Natural language region descriptions
/---
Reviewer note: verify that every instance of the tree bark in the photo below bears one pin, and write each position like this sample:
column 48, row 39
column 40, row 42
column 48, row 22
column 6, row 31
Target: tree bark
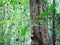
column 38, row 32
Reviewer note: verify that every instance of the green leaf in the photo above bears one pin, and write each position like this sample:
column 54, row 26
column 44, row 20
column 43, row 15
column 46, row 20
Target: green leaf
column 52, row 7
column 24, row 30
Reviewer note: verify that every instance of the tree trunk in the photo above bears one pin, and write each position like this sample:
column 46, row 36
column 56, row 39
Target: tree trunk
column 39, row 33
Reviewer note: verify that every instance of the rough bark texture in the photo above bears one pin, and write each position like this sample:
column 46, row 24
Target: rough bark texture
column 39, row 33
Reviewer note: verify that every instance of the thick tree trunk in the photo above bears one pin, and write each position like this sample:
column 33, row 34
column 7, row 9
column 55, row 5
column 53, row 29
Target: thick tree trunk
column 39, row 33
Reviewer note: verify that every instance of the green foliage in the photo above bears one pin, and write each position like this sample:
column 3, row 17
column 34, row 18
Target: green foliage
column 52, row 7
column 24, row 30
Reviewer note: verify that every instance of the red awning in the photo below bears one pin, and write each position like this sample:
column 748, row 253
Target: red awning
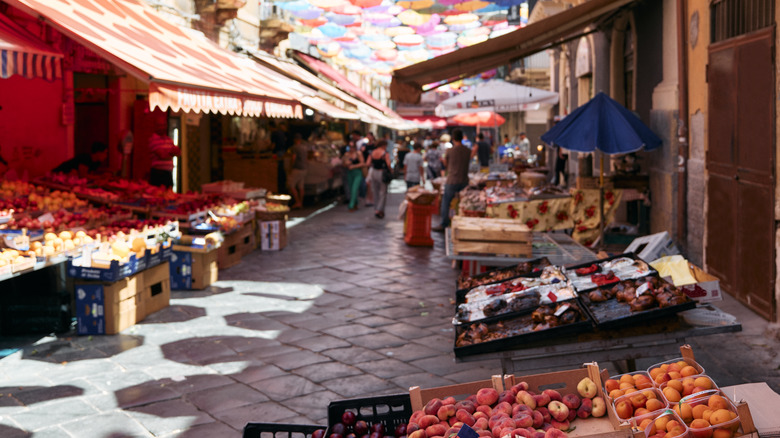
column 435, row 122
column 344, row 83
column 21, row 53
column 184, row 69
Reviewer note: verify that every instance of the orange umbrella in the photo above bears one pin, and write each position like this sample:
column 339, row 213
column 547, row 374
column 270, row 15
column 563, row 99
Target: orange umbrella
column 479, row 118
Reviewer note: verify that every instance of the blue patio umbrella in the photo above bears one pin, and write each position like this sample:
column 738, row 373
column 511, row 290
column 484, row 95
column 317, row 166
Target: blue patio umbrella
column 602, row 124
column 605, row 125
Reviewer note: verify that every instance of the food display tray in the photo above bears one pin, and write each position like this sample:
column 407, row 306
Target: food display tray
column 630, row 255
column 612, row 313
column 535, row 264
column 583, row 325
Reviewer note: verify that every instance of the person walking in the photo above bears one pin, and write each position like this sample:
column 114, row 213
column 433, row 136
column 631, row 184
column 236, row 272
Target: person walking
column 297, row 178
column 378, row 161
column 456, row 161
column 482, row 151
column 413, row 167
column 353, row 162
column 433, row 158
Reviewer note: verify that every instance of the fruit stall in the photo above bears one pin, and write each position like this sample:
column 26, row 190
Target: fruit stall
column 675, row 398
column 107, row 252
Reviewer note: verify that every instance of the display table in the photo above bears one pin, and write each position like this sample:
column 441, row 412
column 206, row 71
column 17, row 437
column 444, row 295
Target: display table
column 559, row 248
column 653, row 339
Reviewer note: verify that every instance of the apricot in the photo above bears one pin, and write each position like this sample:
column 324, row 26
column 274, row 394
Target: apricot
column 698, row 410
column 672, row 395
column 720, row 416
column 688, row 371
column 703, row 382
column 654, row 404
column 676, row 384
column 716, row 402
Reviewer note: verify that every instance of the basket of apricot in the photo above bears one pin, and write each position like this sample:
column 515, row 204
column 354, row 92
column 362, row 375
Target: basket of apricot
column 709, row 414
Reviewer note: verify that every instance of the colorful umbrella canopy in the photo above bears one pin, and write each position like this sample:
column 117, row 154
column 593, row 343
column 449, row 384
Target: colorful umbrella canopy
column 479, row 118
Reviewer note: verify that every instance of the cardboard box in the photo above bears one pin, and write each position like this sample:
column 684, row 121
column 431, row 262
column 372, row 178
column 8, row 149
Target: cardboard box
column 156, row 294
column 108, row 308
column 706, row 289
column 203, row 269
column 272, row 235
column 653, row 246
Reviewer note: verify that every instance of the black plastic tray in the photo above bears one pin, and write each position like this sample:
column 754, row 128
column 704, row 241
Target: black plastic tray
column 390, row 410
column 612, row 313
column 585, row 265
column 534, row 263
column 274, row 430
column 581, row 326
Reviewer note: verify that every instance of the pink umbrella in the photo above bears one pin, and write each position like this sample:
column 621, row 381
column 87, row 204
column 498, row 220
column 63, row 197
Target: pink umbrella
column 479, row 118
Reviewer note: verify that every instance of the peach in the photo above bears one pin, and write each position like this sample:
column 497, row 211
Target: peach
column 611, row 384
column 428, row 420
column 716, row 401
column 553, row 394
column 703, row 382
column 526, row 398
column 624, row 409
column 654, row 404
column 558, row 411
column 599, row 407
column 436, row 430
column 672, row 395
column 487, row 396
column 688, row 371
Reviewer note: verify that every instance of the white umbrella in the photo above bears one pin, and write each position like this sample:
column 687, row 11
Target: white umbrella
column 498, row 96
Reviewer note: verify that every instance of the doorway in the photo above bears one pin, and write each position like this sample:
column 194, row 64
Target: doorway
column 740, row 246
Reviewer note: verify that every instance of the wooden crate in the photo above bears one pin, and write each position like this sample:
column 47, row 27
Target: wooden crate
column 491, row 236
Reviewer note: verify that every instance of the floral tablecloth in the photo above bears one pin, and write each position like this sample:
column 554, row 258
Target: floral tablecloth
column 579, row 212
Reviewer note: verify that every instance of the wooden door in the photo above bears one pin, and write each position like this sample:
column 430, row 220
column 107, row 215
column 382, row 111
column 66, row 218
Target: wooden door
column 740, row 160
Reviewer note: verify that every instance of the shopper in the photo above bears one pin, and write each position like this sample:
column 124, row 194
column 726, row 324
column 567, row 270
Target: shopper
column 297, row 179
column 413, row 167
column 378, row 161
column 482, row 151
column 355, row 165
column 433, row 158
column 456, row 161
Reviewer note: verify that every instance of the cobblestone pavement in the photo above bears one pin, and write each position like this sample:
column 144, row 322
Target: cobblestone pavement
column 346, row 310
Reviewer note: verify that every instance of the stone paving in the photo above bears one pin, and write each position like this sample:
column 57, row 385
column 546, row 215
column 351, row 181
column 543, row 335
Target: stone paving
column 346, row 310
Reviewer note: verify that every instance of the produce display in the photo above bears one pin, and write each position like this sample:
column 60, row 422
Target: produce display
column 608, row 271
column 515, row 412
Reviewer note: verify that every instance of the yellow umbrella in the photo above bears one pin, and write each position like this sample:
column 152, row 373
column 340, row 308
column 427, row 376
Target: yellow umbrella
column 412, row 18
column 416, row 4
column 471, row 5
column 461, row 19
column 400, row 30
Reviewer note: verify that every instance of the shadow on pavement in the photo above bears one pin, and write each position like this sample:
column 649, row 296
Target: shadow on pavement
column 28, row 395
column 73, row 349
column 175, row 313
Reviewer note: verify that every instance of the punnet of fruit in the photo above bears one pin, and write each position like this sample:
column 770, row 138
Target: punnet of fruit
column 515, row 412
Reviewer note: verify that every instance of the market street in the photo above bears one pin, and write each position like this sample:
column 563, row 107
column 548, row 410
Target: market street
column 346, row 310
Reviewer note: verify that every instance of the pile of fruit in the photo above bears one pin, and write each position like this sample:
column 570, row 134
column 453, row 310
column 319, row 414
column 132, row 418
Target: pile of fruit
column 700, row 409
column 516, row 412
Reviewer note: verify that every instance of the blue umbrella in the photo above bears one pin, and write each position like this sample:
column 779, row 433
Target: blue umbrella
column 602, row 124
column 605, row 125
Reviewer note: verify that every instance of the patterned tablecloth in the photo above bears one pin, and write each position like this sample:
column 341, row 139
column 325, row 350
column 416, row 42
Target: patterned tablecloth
\---
* _Assignment_
Read the entries above, then pull out the lines that include "patterned".

* _Your solution_
Reviewer note: verify that every instance of the patterned tablecloth in the photo above bears one pin, and write each position like this sample:
Target: patterned tablecloth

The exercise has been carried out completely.